= 課題 1 =
柴犬についての引用文では、2018年のJKC犬種別犬籍登録頭数ランキングで柴犬は何位だったか。
= 課題 2 =
柴犬についての引用文を、最後の文の後から書き継ぐこと。

= 引用文 =
━━━━

柴犬ブームが始まったのは、どのくらい前だったでしょうか。

10年ぐらい前からしつけ教室にやってくる犬種の割合として、柴犬がだんだん増えてきました。

つぶやきときどき、秋田や四国もきますよ。

JKCの犬種別犬籍登録頭数のランキングでも柴犬は長年TOP10圏内に入っています。

  • 2022年…9位
  • 2021年…7位
  • 2020年…8位
  • 2019年…7位
  • 2018年…5位
つぶやき依然として人気犬種ではありますが、2019年以降は徐々に順位が下がってきているようです(それまでの5年間は5位前後)。飼育の難しさ(特殊さ)についての情報が一般に浸透してきた結果、避けるようになったのかもしれません。「飼いたい犬と飼える犬はちがう」ということの理解が深まったことは良いことだと思います。

和犬(日本犬)と洋犬のちがい

なぜ、「和犬」「洋犬」という呼び方があるのでしょうか。

私たちがペットショップなどでよく見かけるさまざまな種類の犬たちの多くは、人為的に形質を固定化して作り出した「犬種」で分けられます。

つぶやき和犬(=日本犬)とは、昔から日本に住んでいる犬のことで、その中でも国が天然記念物に指定した6犬種(柴犬・秋田犬・北海道犬・甲斐犬・紀州犬・四国犬)のことを指すことが多いです。本記事では、和犬のなかでも圧倒的に飼育頭数が多い柴犬を想定して、和犬のしつけについて解説したいと思います。

━━━━

= 項目一覧 =
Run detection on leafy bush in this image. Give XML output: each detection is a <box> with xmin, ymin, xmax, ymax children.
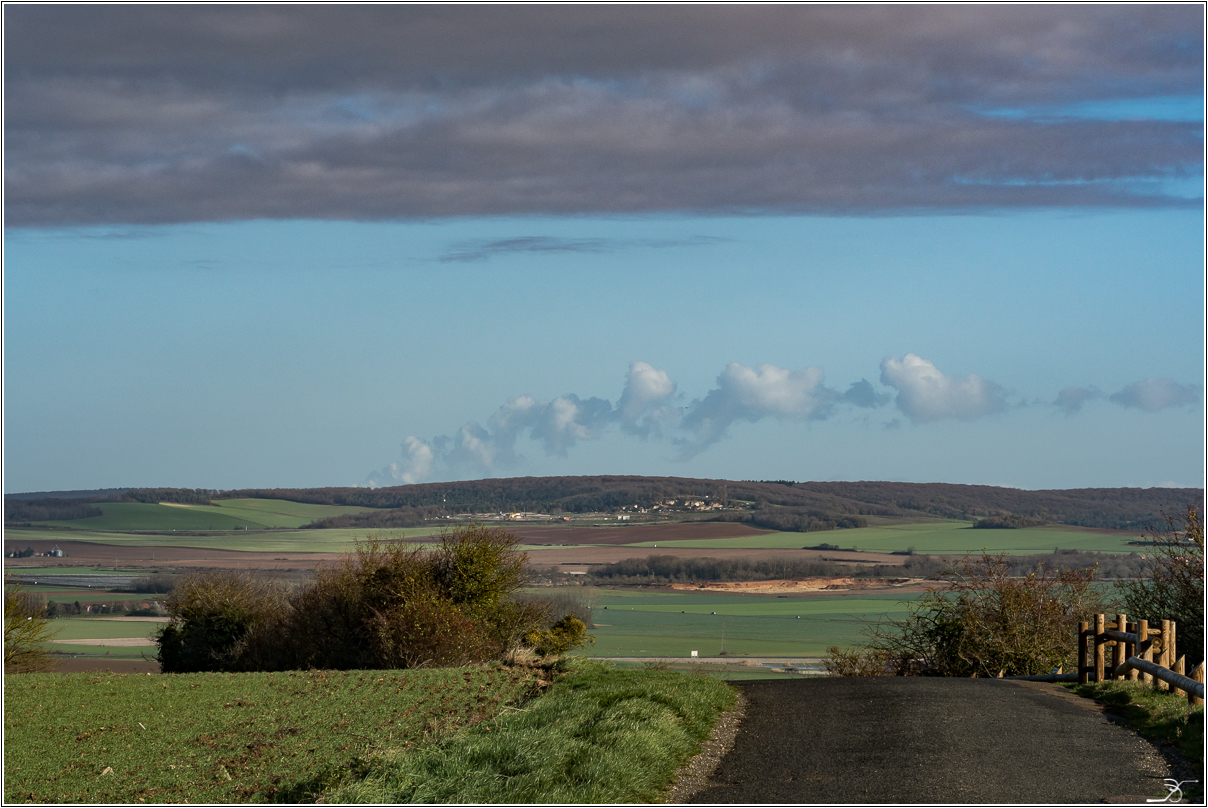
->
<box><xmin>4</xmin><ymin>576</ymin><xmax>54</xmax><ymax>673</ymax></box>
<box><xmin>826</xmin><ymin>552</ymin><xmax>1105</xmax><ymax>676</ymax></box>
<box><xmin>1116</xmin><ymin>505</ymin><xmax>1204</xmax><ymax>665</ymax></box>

━━━━

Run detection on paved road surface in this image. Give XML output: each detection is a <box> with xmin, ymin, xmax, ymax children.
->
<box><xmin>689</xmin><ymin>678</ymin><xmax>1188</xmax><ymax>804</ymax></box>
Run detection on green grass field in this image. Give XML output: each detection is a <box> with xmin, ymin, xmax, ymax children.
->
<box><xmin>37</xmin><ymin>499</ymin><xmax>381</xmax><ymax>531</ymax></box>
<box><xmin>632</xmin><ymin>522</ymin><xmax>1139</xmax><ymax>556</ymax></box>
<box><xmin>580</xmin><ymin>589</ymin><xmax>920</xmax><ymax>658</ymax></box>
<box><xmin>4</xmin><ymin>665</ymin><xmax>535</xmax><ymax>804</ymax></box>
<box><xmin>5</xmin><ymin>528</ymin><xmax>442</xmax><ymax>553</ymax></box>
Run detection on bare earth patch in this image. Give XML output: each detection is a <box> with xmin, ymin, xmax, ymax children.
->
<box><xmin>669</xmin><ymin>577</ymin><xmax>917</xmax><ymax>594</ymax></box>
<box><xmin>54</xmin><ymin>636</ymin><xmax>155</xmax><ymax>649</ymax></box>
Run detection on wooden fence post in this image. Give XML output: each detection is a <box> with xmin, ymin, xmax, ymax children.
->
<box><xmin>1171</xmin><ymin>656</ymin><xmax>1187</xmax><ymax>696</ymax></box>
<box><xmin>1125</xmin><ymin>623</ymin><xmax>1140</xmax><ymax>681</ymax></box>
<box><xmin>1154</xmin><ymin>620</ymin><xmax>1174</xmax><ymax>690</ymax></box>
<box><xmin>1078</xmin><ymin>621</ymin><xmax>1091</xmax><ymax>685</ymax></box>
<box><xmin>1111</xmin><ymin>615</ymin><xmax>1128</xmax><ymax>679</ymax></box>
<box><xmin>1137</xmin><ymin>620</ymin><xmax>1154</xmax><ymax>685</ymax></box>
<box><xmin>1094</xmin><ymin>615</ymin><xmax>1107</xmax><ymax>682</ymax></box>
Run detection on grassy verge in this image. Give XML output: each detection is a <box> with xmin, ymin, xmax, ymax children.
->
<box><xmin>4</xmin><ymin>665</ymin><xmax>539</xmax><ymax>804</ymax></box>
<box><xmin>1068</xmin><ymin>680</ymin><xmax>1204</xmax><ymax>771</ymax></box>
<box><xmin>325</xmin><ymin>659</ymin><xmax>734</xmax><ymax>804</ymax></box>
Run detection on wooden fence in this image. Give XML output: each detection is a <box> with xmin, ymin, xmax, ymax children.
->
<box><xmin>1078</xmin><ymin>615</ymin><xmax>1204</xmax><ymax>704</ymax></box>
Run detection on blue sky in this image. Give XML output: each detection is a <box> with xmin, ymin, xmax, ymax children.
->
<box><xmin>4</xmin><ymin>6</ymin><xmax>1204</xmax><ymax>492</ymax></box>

━━━━

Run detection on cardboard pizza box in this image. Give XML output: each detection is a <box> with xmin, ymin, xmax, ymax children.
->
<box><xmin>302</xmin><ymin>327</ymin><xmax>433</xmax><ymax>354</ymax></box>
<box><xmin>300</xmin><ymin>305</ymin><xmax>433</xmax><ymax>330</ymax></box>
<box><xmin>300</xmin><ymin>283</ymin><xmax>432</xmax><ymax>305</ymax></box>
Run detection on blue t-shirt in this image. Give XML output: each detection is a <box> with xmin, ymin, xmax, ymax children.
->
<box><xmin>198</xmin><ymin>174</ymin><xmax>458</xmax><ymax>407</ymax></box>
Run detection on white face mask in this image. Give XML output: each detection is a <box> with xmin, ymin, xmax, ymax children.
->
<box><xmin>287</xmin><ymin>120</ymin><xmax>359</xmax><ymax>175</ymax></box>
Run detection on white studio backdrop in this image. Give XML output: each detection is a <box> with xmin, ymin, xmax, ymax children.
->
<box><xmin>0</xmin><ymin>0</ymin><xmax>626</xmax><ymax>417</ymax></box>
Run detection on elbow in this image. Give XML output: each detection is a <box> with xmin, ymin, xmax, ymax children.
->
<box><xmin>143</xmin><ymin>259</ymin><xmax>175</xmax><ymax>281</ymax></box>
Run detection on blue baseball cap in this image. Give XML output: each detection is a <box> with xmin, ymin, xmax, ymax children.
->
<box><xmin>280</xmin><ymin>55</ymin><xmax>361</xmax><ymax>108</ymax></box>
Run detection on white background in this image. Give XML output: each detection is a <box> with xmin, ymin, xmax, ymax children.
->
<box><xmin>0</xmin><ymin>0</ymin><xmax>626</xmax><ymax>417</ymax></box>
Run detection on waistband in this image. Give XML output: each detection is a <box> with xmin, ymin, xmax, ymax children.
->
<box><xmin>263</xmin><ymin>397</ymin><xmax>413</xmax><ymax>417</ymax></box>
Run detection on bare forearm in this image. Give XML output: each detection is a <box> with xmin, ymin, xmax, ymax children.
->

━━━━

= 解答 1 =
5位だった。

= 解答 2 =
使いやすいよう改良されてきた洋犬

おもに欧米で犬を人間の道具として使いやすくする目的で人為的に作り出された犬種を、まとめて「洋犬」と呼びます。

キリスト教に根付いた思想

西洋文化においてはキリスト教思想のもと(動物は人間のために神が作ったものであるから)人間には動物を「管理・コントロール」する責任があると考えます。

このため「管理・コントロール」しやすい、つまり「用途に合わせ」「人間のいうことを聞きやすい」犬を作り出すために犬種を作り、繁殖をおこなってきました。

洋犬のおもな仕事

具体的には以下のような仕事をさせる目的のために作り出されました。

  • 盲導犬・介助犬
  • 警察犬・災害救助犬
  • 牧畜犬(牧羊・牧牛)…放牧している家畜を集める
  • 護衛犬…放牧している家畜を外敵から守るため外敵と戦う
  • 運搬犬…重たい荷物を運ぶ
  • 回収犬(間接狩猟犬)…人間が仕留めた獲物を回収してくる役割

これらの仕事内容を見てわかるように西洋の犬たちのほとんどは、主人のすぐそばで逐一指示を受けながら人間と協働する仕事を担うために作られてきました。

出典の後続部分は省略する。